Instructions ▸
a – From the profile of Michelle Williams, copy the passage from "Dean Williams has published" to "children and adults.".
b – List every award named in the profile of Michelle Williams, with the year given for each.
c – Answer these questions from the profile of Michelle Williams:
(i) In what month and year did she become Dean of the Faculty at Harvard T.H. Chan School of Public Health?
(ii) How many peer-reviewed research papers has she published?
(iii) Which university awarded her master's degree in Civil Engineering?

(Document extract Opens)

Michelle Williams
Dean of the Faculty and Angelopoulos Professor in Public Health and International Development; Harvard T.H. Chan School of Public Health and Harvard Kennedy School
Dean Michelle A. Williams is an internationally renowned epidemiologist and public health scientist, an award-winning educator, and a widely recognized academic leader. Prior to becoming Dean of the Faculty at Harvard T.H. Chan School of Public Health in July 2016, she was professor and chair of the Department of Epidemiology and program leader of Harvard’s Clinical and Translational Sciences Center (Harvard Catalyst) Population Health and Health Disparities Research Program.
Dean Williams joined the Harvard Chan faculty after a distinguished career at the University of Washington (UW) School of Public Health. While at UW, she served as co-director of the Center for Perinatal Studies at the Swedish Medical Center in Seattle, WA. She developed and directed the Reproductive Pediatric and Perinatal Training Program at the UW, held a joint appointment in Global Health from 2008–2011, and was an affiliate investigator at the Fred Hutchinson Cancer Research Center 1992–2010.
As an acclaimed researcher, Dean Williams’s scientific workplaces special emphasis in the areas of reproductive, perinatal, pediatric, and molecular epidemiology. She has extensive experience in carrying out large-scale, multidisciplinary research involving the collection and analysis of epidemiological data (e.g., sleep characteristics, physical activity, dietary intake, and environmental exposures) and biological specimens (e.g., blood-based biochemistry/biomarkers, flow cytometry, genetic variants, whole-genome expression of mRNA and miRNA), both domestically and internationally.
Dean Williams has published more than 425 peer-reviewed research papers ranging from studies of modifiable behavioral and environmental determinants of adverse health outcomes to genetic and genomic studies of common complications of pregnancy and chronic disorders among children and adults.
She has successfully administered large-scale, clinical epidemiology studies that seek to understand genetic and environmental causes of adverse pregnancy outcomes and other non-communicable disorders along the life course. Dean Williams also developed and directed (for more than seven years) the Reproductive Pediatric and Perinatal Training Program at the UW.
In 1994, Dean Williams developed and is currently directing, the NIH-funded multidisciplinary international research training (MIRT) program that allows for the development and operations of undergraduate and graduate student training in global health, biostatistics, and epidemiology in over 14 foreign research sites in South America, South East Asia, Africa, and Europe. She was appointed Board Co-Chair of Defeating Malaria: From the Genes to the Globe Initiative at Harvard University in 2016.
Dean Williams has been recognized for her excellence in teaching, as the recipient of the Harvard Chan School’s Outstanding Mentor Award (2015), the White House’s Presidential Award for Excellence in Science, Mathematics, and Engineering Mentoring (2012), the UW’s Brotman Award for excellence in teaching (2007), and the American Public Health Association’s Abraham Lilienfeld Award for education in epidemiology (2007). She earned undergraduate degrees in Biology and Genetics from Princeton University in 1984. She earned a master’s degree in Civil Engineering from Tufts University, and a master’s and doctoral degree in Epidemiology from the Harvard T.H. Chan School of Public Health and Harvard University.

(Document extract Closes)
(Data records Opens)

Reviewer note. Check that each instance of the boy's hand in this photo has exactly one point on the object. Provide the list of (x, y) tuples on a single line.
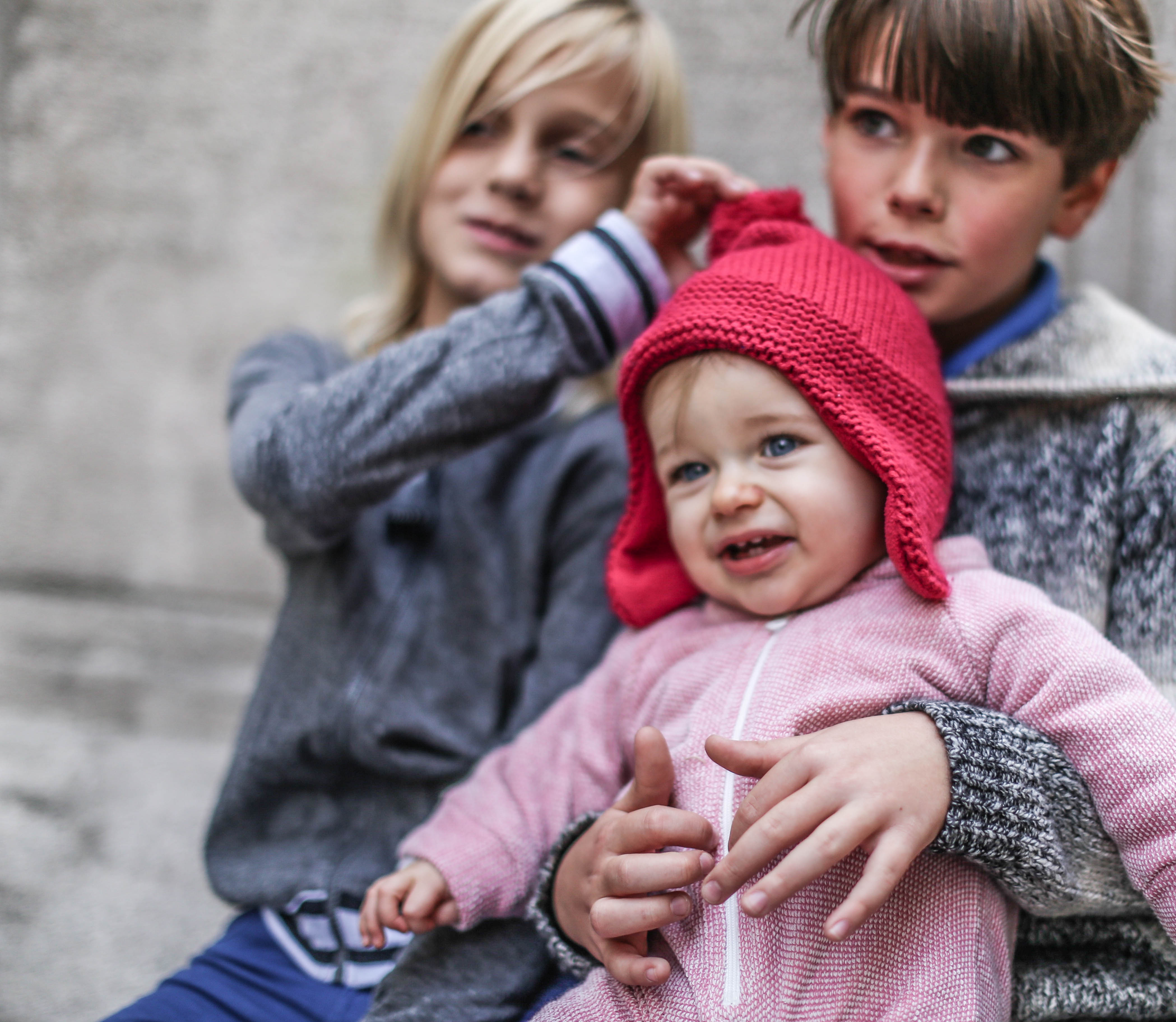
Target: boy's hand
[(881, 784), (671, 201), (600, 893), (416, 899)]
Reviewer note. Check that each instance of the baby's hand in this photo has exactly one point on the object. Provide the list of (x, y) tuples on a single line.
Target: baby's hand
[(416, 899), (671, 201), (880, 784)]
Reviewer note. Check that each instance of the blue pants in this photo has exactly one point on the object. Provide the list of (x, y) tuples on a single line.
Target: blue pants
[(246, 978)]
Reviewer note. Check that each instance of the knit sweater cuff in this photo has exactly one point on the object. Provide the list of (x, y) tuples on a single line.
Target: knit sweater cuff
[(1024, 814), (570, 958), (987, 754), (612, 277)]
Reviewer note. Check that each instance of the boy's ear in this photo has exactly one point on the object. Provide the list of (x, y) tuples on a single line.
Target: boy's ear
[(1080, 201)]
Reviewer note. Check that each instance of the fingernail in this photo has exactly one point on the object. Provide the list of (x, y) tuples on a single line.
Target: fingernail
[(755, 902)]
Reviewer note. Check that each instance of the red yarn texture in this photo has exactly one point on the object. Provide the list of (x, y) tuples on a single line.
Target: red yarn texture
[(845, 336)]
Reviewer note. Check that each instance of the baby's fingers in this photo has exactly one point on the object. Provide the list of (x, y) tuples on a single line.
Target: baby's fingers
[(381, 908), (421, 904), (887, 865)]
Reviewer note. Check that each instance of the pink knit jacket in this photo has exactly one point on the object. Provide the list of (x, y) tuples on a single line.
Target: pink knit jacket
[(940, 948)]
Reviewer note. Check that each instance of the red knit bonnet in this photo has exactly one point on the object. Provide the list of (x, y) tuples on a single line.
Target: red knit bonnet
[(781, 292)]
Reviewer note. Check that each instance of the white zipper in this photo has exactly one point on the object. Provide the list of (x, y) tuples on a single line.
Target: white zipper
[(731, 907)]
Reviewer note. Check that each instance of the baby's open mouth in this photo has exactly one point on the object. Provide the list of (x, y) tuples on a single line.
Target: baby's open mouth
[(753, 549), (898, 256)]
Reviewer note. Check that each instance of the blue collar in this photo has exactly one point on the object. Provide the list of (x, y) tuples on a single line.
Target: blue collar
[(1035, 310)]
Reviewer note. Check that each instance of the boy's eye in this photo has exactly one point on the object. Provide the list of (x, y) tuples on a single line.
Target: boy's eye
[(989, 149), (691, 472), (874, 124), (483, 129), (779, 446), (573, 155)]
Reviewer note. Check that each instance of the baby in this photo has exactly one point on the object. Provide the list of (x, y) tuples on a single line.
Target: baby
[(791, 463)]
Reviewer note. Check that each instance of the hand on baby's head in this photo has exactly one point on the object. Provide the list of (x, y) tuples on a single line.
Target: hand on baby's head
[(414, 899), (671, 203)]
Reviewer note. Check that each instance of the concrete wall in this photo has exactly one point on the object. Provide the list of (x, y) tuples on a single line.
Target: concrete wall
[(179, 176)]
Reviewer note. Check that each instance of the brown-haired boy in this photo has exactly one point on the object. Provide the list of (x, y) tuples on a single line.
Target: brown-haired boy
[(960, 134)]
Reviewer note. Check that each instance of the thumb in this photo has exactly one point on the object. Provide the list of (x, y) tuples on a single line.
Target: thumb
[(653, 773), (746, 759)]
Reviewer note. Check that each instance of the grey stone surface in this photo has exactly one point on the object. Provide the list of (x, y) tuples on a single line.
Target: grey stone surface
[(176, 178), (116, 716)]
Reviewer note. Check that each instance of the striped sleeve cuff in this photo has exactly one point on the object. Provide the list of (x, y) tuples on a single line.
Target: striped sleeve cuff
[(613, 278)]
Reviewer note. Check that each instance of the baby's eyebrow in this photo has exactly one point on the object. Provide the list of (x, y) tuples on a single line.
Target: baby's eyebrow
[(778, 419), (873, 91)]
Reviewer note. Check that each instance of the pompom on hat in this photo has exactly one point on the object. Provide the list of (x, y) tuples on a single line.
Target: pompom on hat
[(844, 335)]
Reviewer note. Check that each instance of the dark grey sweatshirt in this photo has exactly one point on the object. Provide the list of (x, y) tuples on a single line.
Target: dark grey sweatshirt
[(444, 539)]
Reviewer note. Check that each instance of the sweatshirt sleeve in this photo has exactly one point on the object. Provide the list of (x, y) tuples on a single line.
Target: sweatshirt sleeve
[(1055, 673), (490, 835), (316, 439)]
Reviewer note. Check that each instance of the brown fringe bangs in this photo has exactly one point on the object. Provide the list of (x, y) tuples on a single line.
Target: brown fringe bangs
[(1078, 73)]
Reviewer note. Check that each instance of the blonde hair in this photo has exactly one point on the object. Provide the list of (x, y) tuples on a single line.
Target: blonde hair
[(533, 43)]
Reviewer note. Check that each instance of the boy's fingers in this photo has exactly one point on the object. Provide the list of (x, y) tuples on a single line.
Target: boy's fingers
[(624, 917), (639, 873), (788, 825), (631, 967), (660, 827), (884, 870), (791, 777), (813, 858)]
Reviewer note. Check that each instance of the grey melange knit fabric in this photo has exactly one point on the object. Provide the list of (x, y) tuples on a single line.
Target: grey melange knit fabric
[(1066, 468)]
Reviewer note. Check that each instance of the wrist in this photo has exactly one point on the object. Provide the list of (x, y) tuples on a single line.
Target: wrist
[(571, 957)]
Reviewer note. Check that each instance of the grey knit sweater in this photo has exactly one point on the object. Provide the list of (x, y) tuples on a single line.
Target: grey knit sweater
[(1066, 468)]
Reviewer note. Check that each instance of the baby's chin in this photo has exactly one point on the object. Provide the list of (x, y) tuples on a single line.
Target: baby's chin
[(758, 605)]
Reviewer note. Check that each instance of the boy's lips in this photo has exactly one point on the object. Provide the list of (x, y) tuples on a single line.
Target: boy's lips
[(502, 237), (754, 553), (906, 265)]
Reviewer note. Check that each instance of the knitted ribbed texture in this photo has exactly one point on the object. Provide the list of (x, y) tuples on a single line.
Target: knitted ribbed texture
[(940, 947), (570, 958), (846, 337)]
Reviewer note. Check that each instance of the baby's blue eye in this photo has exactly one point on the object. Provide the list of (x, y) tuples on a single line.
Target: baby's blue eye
[(779, 446), (691, 472)]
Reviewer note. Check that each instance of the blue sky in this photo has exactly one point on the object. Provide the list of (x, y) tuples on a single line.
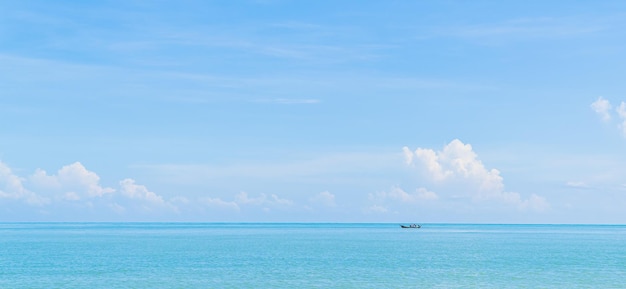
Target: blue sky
[(313, 111)]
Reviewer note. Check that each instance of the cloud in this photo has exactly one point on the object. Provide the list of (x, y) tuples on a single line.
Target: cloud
[(262, 200), (324, 198), (458, 164), (603, 108), (399, 195), (73, 178), (11, 187)]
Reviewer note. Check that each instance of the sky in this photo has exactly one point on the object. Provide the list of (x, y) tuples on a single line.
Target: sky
[(313, 111)]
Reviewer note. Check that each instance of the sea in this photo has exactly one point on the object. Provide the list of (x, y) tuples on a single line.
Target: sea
[(310, 255)]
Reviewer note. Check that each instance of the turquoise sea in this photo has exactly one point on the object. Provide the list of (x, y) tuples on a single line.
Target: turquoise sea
[(290, 255)]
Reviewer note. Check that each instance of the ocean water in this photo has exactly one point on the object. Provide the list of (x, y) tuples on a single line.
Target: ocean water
[(238, 255)]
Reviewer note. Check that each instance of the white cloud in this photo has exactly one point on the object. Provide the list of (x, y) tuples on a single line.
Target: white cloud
[(11, 187), (73, 178), (603, 108), (458, 163), (324, 198)]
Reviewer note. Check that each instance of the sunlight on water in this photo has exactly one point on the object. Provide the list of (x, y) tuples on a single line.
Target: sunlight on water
[(214, 255)]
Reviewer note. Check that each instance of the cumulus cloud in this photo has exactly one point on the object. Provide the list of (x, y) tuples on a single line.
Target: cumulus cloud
[(74, 179), (458, 163), (11, 187), (603, 108)]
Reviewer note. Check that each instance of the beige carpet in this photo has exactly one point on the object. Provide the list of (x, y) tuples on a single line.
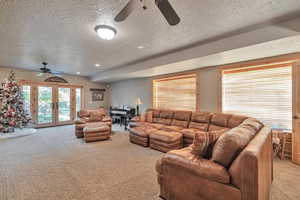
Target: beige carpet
[(54, 165)]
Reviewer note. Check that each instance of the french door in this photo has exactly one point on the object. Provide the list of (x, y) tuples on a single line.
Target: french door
[(51, 104), (296, 114)]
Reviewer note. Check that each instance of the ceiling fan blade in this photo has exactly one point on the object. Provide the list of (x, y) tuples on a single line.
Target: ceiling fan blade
[(40, 74), (125, 12), (168, 12), (55, 72)]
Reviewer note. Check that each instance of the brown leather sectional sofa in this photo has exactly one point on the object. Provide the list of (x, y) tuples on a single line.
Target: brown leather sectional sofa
[(238, 167), (186, 123)]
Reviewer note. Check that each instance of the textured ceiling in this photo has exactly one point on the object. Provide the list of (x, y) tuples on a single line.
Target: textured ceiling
[(62, 32)]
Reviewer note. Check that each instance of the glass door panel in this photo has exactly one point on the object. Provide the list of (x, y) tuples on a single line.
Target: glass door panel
[(64, 104), (45, 105), (26, 91), (78, 99)]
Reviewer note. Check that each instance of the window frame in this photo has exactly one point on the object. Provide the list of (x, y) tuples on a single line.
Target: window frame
[(175, 77), (260, 65)]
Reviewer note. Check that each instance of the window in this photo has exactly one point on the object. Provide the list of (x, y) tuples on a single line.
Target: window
[(263, 92), (78, 99), (177, 93), (26, 90)]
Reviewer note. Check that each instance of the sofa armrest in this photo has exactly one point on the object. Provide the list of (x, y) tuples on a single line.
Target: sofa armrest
[(252, 171), (79, 121), (107, 119), (136, 119)]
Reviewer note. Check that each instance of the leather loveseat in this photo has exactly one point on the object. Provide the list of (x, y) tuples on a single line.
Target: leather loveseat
[(237, 167), (95, 118)]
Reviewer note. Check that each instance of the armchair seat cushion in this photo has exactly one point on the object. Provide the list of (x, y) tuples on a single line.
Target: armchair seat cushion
[(195, 164)]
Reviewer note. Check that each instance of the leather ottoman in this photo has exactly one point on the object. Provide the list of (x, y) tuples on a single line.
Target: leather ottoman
[(79, 130), (93, 133), (139, 135), (165, 140)]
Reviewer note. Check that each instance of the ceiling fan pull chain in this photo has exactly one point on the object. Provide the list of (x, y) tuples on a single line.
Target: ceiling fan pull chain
[(144, 4)]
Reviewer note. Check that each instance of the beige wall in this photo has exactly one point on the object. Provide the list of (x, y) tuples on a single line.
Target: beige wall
[(77, 80), (126, 92)]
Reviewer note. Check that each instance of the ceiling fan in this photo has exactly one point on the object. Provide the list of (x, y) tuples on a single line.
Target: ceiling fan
[(163, 5), (46, 70)]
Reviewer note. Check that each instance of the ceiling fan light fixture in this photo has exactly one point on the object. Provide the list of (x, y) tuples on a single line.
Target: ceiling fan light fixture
[(105, 32)]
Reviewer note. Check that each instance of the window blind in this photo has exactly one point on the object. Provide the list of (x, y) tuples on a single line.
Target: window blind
[(263, 92), (178, 93)]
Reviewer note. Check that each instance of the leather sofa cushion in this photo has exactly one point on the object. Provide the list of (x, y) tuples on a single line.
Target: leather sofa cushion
[(156, 119), (230, 144), (92, 129), (149, 116), (95, 116), (156, 126), (83, 113), (203, 141), (155, 113), (164, 121), (139, 124), (183, 124), (182, 115), (254, 123), (165, 136), (139, 131), (107, 119), (236, 120), (172, 128), (199, 126), (189, 132), (201, 117), (196, 165), (166, 114), (215, 128), (80, 121), (220, 119)]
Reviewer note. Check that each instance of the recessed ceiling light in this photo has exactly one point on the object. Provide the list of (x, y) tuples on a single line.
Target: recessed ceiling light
[(106, 32)]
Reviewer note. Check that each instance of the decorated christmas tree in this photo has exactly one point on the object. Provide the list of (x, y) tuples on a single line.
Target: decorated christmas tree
[(12, 112)]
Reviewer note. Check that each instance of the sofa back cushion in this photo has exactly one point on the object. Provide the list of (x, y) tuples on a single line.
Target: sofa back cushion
[(219, 121), (181, 118), (236, 120), (253, 123), (204, 141), (95, 116), (149, 116), (165, 117), (200, 120), (231, 143), (155, 115)]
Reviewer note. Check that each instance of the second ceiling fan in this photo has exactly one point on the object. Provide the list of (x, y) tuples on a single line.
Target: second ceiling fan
[(163, 5)]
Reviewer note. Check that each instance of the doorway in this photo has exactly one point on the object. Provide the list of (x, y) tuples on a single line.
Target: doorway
[(52, 104)]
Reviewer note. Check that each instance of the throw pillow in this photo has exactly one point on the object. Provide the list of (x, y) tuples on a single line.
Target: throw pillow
[(149, 116), (203, 142)]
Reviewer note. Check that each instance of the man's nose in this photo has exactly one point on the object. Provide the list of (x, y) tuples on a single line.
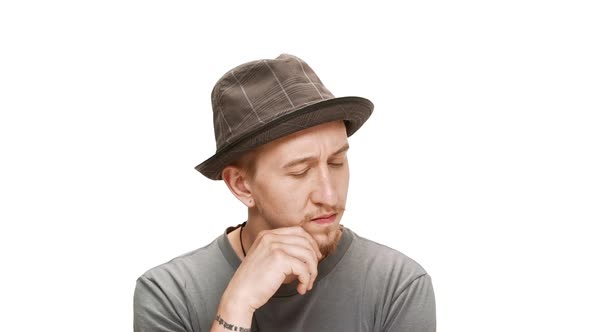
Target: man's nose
[(324, 191)]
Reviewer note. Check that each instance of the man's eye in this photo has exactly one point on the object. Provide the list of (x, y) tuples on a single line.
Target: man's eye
[(300, 174)]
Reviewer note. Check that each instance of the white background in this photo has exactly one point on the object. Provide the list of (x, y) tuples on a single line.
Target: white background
[(475, 162)]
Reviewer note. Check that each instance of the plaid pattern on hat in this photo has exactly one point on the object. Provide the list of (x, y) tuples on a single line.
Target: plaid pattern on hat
[(262, 100)]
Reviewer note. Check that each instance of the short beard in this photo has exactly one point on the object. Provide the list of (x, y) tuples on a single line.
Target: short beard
[(330, 246)]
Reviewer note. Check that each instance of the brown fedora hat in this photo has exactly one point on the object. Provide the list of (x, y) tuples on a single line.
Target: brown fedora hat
[(262, 100)]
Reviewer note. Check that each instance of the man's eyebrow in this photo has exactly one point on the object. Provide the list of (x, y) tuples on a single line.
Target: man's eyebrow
[(308, 159)]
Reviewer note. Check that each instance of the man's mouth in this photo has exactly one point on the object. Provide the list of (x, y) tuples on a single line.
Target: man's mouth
[(325, 219)]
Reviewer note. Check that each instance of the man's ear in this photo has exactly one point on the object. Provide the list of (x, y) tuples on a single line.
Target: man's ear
[(237, 182)]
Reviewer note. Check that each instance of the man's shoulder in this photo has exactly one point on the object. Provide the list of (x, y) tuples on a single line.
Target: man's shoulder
[(382, 260), (185, 266)]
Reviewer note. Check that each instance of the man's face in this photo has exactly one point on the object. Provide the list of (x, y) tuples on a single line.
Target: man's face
[(302, 179)]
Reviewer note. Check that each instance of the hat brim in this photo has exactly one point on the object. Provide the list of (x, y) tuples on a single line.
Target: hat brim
[(354, 111)]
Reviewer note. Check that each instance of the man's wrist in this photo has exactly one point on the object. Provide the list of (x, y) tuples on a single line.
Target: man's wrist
[(233, 315), (229, 326)]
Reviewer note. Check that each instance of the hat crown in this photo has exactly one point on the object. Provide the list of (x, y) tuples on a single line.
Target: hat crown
[(258, 92)]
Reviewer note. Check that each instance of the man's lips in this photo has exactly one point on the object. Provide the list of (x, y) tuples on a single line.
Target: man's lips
[(325, 219)]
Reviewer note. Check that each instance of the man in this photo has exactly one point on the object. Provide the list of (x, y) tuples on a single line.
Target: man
[(282, 139)]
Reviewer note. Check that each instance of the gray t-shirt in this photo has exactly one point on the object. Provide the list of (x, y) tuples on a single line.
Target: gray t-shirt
[(362, 286)]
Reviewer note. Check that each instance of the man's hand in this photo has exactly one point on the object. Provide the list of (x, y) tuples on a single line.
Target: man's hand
[(276, 256)]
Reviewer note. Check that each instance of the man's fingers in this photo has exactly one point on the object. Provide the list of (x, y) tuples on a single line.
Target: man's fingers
[(289, 232), (302, 272), (303, 255)]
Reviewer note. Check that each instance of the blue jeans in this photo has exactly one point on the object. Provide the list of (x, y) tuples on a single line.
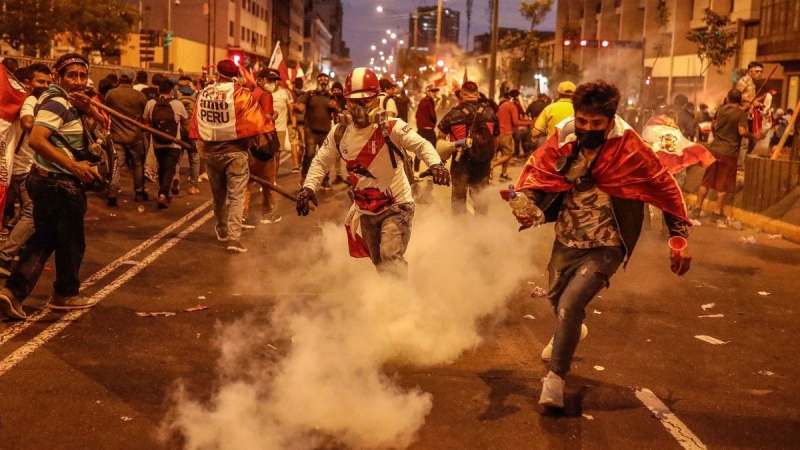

(Data records Closes)

Solutions to the exercise ▸
a –
Dean Williams has published more than 425 peer-reviewed research papers ranging from studies of modifiable behavioral and environmental determinants of adverse health outcomes to genetic and genomic studies of common complications of pregnancy and chronic disorders among children and adults.

b –
Harvard Chan School's Outstanding Mentor Award (2015)
White House's Presidential Award for Excellence in Science, Mathematics, and Engineering Mentoring (2012)
UW's Brotman Award for excellence in teaching (2007)
American Public Health Association's Abraham Lilienfeld Award for education in epidemiology (2007)

c –
(i) July 2016
(ii) More than 425
(iii) Tufts University